What to do
Leaving out every line before the one with "One keypoint belongs to every instance. Tag the cloudy", write out the rest of the records below exactly.

Data excerpts
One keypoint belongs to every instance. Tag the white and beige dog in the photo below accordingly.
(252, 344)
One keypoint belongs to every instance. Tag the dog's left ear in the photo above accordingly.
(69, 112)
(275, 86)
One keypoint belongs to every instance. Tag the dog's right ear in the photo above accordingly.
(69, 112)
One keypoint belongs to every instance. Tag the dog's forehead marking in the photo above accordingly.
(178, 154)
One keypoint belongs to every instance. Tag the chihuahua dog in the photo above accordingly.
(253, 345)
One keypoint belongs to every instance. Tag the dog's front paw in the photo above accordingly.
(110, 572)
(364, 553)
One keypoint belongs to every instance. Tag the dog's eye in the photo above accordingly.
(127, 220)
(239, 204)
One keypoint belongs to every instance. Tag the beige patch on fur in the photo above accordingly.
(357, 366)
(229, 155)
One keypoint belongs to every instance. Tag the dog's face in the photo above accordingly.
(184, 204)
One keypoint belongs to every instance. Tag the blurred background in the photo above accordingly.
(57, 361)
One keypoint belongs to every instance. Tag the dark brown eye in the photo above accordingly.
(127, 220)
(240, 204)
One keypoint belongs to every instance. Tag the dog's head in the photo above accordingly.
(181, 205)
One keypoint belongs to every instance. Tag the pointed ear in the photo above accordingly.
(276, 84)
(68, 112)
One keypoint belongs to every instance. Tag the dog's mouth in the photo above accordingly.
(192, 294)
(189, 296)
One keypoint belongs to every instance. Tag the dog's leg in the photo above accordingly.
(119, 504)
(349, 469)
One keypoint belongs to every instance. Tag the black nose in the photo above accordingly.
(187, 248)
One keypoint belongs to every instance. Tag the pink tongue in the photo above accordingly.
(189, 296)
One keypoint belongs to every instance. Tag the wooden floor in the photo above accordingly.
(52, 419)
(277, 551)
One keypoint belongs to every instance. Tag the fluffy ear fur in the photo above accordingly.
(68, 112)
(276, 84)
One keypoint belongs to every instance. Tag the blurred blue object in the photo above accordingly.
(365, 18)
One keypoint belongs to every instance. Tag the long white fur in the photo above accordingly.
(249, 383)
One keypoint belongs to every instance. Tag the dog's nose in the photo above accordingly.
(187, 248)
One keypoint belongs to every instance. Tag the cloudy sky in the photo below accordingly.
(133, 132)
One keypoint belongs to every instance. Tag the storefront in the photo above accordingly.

Result for this exercise
One keypoint belongs to every instance. Tag the cloudy sky in the photo below accordingly.
(133, 132)
One keypoint belongs to every instance. Tag the storefront in the photo above accordingly.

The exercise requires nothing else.